◆ TASK SET
a – In the passage on defense spending, why did Mark Pocan and Barbara Lee say this was a good time to cut the defense budget?
b – List every person named in the defense spending passage. Leave out any name that appears only as the title of an amendment.
c – According to the defense spending passage, on what date was the letter to Adam Smith sent?

Khanna expressed frustration that unified Democratic control of government wouldn’t yield defense-spending cuts.

“If we don’t stand up now to make sure that we are not increasing the defense budget beyond what Trump wants, what good is it to control both chambers and the presidency?”

Ahead of the markup, Representatives Mark Pocan and Barbara Lee, co-chairs of the Defense Spending Reduction Caucus, mounted a last bid push to dissuade their colleagues on Armed Services from boosting the defense budget, arguing that the end of the war in Afghanistan marked an opportunity to cut defense spending.

“America spends more on its military than the next 11 largest defense-spending nations combined. This will remain true if the President’s budget request were enacted, and the ratio will only increase under the Senate’s proposal,” they and 25 of their colleagues wrote in a letter to House Armed Services Committee chairman Adam Smith on August 30.

Smith voted against the Rogers amendment, but 14 of his Democratic colleagues supported it, just as all but one of the members of the Senate Armed Services Committee did in July.

In the end, they joined with Republicans to reject a hackneyed talking point that fails to find any basis in America’s security needs. Their vote was a powerful rebuke of the defense cuts caucus’s — and the president’s — position.

(Segmentation mask data)

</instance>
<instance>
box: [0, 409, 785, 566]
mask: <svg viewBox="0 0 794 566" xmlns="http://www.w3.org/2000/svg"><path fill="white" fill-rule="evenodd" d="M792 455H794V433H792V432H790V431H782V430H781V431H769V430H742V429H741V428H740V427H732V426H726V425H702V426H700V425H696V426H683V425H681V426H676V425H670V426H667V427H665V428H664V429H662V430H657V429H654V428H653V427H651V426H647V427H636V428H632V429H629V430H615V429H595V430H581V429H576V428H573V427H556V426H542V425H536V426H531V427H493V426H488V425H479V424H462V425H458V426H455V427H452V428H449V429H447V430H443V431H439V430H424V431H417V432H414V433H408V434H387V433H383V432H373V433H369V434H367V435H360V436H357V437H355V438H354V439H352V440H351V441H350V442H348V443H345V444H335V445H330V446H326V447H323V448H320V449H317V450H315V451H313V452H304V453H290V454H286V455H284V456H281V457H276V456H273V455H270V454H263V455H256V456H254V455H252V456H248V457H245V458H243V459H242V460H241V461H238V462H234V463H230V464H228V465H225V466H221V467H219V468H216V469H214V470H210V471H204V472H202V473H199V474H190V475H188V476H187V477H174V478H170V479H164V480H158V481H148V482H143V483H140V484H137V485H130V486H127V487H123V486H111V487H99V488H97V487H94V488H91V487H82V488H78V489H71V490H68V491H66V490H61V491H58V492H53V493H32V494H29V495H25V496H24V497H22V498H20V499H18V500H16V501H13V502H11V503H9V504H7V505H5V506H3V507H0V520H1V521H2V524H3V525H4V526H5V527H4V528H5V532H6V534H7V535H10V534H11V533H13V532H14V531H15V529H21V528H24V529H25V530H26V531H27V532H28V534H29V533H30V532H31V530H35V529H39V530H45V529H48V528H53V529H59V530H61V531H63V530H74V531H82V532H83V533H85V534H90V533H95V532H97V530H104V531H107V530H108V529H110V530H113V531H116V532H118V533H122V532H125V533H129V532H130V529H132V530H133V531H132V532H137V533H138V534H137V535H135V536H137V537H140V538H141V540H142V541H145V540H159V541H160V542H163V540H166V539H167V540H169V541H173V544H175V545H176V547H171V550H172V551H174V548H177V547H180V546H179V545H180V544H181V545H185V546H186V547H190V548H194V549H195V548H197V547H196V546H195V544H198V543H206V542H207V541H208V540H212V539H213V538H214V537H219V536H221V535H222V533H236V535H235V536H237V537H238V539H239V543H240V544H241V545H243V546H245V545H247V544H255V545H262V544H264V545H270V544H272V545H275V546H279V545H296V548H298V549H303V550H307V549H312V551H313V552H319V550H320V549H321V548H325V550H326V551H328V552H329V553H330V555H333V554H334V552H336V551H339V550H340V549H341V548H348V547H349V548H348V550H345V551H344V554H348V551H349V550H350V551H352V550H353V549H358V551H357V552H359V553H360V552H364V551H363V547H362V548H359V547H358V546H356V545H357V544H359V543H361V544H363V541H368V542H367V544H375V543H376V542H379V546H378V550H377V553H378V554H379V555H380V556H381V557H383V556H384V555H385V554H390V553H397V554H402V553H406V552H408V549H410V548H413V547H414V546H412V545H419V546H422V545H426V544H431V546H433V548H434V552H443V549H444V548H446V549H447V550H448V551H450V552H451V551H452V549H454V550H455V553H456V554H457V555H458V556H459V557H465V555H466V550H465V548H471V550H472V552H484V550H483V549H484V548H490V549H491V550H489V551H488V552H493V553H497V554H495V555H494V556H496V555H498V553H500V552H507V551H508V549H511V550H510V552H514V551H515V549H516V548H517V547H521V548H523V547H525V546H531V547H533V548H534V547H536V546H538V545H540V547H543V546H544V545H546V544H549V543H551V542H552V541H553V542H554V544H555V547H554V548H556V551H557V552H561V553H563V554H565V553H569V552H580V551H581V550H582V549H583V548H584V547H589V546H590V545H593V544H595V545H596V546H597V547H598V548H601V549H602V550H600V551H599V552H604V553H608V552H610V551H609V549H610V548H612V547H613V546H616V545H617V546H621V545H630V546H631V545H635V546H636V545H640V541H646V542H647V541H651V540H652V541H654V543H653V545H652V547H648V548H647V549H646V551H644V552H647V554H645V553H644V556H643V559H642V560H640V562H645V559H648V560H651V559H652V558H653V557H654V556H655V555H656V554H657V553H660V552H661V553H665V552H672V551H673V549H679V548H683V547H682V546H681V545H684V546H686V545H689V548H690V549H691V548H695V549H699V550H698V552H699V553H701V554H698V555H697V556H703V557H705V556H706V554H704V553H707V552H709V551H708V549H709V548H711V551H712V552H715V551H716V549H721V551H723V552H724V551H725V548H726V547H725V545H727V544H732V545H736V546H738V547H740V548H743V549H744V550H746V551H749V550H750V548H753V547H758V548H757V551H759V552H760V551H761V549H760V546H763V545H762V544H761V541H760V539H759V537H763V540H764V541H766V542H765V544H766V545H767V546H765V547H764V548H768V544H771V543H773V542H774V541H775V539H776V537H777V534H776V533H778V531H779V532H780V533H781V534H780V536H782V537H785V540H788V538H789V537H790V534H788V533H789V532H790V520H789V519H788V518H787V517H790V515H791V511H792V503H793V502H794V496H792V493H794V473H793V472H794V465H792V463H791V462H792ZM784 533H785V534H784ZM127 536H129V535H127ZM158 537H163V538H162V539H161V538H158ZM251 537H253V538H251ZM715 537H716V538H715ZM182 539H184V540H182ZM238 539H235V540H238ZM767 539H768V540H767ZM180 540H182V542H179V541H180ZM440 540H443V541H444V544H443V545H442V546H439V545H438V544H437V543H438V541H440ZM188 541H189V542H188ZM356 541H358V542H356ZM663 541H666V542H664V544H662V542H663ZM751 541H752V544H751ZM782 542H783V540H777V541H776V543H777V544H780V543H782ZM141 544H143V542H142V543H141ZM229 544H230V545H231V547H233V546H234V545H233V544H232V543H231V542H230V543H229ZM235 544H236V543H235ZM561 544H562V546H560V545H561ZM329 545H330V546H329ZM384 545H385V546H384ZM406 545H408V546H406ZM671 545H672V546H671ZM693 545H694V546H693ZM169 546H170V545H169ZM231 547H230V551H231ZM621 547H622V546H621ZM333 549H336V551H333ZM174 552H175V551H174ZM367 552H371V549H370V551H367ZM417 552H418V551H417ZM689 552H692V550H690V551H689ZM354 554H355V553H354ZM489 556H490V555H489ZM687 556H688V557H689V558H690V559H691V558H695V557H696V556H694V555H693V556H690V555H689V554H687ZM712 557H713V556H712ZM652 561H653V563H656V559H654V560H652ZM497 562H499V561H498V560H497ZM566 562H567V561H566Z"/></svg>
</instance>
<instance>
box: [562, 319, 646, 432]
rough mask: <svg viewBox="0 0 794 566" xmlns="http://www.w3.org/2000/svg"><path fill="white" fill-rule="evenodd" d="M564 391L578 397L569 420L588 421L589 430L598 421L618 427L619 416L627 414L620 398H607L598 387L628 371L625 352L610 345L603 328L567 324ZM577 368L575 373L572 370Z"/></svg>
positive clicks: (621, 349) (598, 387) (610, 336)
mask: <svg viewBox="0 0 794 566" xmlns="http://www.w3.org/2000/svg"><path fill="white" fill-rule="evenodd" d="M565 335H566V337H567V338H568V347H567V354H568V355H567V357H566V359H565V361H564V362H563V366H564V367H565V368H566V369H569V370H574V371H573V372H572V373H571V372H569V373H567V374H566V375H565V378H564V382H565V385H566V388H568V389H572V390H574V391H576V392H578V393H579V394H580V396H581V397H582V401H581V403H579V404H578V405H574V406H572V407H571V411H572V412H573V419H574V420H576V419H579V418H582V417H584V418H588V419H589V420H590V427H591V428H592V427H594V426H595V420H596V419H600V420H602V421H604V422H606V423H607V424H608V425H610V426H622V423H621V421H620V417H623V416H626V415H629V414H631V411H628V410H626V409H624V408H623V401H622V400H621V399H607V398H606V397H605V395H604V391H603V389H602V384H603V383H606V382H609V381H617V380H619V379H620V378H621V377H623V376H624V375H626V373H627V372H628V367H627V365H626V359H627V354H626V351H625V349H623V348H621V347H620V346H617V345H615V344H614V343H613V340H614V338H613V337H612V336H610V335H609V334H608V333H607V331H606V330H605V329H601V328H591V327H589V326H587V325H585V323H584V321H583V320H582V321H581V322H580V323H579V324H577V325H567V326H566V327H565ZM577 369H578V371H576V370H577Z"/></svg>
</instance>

◆ YOUR RESPONSES
a – They argued that the end of the war in Afghanistan marked an opportunity to cut defense spending.

b – Khanna, Trump, Mark Pocan, Barbara Lee, Adam Smith

c – August 30